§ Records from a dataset
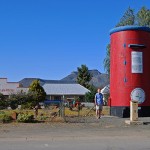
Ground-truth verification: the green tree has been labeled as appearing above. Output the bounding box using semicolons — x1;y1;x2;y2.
29;80;46;104
85;85;97;102
77;65;92;88
136;7;150;27
116;7;135;27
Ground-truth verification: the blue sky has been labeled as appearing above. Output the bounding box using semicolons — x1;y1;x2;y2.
0;0;150;82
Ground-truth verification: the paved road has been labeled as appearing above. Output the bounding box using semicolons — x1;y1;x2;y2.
0;118;150;150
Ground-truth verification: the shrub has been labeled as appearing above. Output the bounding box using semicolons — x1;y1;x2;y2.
0;114;13;123
21;102;33;109
17;113;34;123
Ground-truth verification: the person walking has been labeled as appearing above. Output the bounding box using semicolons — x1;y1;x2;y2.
95;88;103;119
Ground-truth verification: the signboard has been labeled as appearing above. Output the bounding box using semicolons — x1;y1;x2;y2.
130;88;145;104
131;51;143;73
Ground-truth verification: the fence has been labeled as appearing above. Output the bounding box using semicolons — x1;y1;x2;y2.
43;101;110;123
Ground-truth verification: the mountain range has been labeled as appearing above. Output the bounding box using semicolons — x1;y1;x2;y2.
19;69;109;88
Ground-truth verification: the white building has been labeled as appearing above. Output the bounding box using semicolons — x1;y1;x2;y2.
0;78;89;100
0;78;28;96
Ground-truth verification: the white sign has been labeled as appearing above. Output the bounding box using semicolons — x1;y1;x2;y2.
130;88;145;104
131;51;143;73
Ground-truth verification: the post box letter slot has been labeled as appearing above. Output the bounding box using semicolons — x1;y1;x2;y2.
128;44;146;48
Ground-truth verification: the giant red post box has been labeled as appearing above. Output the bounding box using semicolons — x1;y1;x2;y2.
110;26;150;117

§ Exercise prompt
Rewrite the material from the line with "Ground-truth verification: the person" through the end, keeping its requests, and add 71 to every bounding box coordinate in the answers.

§ Response to the task
Ground-truth verification: the person walking has been labeled as appearing above. Output the bounding box using semicolons — x1;y1;x2;y2.
166;159;174;190
Ground-truth verification: the signboard has been labeled as appearing above. Output the bounding box using semicolons — x1;y1;x2;y2.
201;159;216;175
202;122;214;144
Ground-truth verification: the fence has been labeled as appearing above. Output the bounding box using semicolons — x1;y1;x2;y2.
114;172;181;194
Ground-truth verification: the mountain range has been labeled as appearing above. Output the bounding box using semicolons — x1;y1;x2;y2.
90;140;180;159
Ground-truth verification: the white building has been labeled as appearing above. Output the bounding box using semicolons — x1;y1;x2;y2.
71;149;160;171
71;149;99;167
Ground-truth verification: the white sign has been labeled as appearing above. Output the bounding box using semicolons — x1;y1;x2;y2.
201;159;216;175
202;122;214;144
Ground-truth verification: the post box letter slot has been labeled as appearing above. Output the bounding box using semicolons — x1;y1;x2;y2.
199;115;217;119
Ground-truth verification: the giant red post box has been labeled as appearing above. Output the bounding box using semicolons — x1;y1;x2;y2.
181;97;221;188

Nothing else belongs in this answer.